• **EXERCISE**
Collect all lines from the records below that include the word "distant".

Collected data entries
━━━━━━━━━━
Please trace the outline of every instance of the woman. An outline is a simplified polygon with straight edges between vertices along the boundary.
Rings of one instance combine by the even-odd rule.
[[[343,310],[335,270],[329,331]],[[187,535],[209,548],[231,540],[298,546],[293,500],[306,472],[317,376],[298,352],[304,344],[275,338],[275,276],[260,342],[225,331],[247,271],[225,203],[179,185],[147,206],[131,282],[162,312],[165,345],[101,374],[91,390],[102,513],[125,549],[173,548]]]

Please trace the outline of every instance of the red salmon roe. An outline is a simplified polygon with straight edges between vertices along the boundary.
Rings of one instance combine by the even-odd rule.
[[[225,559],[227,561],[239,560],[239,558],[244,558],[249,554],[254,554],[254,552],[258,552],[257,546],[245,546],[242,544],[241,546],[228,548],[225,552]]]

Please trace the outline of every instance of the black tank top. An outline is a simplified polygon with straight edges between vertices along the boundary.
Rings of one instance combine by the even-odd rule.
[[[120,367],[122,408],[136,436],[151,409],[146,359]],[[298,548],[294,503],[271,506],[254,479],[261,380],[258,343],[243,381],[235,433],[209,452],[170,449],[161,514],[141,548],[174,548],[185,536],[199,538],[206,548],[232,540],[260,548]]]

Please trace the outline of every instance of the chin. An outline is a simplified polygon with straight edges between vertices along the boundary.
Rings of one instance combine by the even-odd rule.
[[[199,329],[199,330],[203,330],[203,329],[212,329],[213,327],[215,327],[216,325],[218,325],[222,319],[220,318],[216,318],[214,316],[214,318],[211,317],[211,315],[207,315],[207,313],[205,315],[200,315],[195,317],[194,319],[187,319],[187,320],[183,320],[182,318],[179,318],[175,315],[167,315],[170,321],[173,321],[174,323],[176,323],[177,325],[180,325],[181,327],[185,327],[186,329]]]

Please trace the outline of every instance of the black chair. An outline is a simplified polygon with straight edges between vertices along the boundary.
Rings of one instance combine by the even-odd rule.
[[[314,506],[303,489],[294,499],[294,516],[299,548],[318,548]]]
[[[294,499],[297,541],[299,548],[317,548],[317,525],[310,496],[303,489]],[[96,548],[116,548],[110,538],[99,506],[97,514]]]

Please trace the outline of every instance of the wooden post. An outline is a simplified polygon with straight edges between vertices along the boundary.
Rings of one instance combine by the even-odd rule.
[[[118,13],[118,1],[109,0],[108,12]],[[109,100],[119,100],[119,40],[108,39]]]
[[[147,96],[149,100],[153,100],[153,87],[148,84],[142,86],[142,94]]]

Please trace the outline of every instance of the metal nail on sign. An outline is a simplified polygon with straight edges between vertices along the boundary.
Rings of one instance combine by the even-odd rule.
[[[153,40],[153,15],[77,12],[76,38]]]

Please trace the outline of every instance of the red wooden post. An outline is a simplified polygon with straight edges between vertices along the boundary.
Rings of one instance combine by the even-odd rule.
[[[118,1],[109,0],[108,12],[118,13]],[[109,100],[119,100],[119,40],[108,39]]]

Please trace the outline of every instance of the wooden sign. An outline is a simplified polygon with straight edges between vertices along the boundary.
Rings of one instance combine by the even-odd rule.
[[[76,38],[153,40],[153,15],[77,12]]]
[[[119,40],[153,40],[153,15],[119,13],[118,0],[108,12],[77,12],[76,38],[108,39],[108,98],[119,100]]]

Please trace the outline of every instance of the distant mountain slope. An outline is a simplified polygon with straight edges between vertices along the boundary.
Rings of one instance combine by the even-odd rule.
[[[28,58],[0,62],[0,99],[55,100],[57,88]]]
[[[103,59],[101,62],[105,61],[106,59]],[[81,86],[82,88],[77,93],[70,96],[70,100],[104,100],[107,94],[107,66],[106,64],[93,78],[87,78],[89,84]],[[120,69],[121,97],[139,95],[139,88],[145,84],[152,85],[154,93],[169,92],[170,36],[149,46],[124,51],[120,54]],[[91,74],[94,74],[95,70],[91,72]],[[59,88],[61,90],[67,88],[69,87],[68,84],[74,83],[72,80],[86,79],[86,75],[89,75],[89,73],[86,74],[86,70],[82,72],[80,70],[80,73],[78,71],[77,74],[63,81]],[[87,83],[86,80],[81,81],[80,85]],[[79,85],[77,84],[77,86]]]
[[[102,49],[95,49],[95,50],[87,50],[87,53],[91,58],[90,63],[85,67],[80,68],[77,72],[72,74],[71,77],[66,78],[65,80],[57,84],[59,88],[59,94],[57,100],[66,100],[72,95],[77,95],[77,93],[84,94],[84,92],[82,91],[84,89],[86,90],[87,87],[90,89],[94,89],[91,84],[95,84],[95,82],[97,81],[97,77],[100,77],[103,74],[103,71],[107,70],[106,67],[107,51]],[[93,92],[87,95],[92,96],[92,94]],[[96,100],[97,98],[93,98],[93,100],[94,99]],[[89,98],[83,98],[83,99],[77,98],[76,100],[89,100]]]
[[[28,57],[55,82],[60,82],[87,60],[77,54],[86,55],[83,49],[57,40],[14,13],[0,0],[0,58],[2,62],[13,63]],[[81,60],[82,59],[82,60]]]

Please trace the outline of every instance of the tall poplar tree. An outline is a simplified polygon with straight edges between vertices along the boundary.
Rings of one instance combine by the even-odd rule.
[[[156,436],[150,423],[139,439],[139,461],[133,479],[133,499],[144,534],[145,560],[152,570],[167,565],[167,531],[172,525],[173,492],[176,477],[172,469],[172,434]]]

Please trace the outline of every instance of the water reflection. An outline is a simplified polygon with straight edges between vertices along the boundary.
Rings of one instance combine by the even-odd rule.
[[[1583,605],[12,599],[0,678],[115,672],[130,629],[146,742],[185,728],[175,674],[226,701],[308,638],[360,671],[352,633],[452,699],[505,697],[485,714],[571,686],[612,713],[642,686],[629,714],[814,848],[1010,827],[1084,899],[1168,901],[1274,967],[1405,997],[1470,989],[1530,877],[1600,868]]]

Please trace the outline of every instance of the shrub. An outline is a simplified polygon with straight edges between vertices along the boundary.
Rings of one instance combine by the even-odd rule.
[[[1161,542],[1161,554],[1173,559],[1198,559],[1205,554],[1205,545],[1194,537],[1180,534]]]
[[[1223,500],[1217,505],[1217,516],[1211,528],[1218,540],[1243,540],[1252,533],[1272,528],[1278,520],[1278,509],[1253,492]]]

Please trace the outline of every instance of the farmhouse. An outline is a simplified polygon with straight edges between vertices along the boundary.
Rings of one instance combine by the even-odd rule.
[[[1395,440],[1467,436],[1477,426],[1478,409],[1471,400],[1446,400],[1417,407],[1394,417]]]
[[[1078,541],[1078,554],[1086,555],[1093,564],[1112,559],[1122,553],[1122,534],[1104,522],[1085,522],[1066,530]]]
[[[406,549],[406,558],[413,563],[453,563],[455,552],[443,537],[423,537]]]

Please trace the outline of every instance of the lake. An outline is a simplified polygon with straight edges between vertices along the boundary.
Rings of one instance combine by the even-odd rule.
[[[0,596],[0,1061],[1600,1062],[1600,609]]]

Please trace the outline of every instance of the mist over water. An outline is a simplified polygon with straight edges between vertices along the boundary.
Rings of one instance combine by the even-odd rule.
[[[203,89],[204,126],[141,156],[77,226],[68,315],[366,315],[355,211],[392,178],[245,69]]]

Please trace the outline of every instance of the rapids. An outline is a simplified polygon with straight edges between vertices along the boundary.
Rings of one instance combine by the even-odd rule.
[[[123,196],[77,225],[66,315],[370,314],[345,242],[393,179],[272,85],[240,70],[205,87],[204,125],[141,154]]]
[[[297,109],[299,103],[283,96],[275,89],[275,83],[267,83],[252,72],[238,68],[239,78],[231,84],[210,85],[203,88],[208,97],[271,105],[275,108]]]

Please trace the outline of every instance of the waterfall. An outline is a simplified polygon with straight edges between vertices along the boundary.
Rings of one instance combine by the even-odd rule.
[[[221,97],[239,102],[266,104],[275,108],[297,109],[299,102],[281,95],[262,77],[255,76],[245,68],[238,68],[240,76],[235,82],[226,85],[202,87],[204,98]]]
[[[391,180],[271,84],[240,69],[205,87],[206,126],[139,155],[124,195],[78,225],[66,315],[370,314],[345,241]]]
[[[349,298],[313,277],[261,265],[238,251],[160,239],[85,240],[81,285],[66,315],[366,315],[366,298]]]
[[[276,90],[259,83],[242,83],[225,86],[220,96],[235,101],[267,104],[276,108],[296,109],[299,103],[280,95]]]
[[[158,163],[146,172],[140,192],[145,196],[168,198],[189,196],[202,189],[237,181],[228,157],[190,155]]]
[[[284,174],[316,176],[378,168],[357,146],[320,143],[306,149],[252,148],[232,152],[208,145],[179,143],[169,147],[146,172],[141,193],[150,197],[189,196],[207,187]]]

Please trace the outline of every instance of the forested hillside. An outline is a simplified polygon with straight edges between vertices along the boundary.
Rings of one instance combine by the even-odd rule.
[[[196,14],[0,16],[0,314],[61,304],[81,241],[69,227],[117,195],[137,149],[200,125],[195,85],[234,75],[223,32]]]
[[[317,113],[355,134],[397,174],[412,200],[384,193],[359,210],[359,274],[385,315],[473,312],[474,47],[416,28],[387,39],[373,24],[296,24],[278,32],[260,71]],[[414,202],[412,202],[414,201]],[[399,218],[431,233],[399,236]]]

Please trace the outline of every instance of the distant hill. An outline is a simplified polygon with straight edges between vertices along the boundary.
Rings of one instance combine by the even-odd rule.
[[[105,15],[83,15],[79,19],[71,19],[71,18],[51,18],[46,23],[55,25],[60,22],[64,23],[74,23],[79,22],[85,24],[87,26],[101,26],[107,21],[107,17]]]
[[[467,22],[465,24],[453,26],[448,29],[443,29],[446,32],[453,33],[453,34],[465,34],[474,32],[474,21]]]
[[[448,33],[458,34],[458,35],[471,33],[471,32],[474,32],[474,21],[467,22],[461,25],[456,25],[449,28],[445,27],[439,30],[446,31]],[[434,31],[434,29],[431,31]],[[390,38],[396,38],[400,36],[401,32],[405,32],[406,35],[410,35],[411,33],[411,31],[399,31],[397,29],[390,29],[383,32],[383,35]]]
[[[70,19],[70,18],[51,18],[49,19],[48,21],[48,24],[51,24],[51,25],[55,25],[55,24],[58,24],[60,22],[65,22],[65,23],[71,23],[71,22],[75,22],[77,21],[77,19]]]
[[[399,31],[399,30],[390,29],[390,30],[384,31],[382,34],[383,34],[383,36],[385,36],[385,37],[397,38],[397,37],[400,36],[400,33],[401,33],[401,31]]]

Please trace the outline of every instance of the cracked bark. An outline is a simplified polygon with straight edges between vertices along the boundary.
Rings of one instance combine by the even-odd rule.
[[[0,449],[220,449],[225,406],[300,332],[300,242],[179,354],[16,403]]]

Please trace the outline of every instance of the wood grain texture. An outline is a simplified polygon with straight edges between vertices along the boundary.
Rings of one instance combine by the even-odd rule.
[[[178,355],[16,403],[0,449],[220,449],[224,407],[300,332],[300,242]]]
━━━━━━━━━━
• **RESULT OF THE EXERCISE**
Please trace the outline of every instance of the distant mountain slope. An outline is a simplified polygon with straight edges between vertices along the boundary.
Please trace the outline of every instance of the distant hill. An outline is a simplified polygon with straight edges between vertices along the boundary.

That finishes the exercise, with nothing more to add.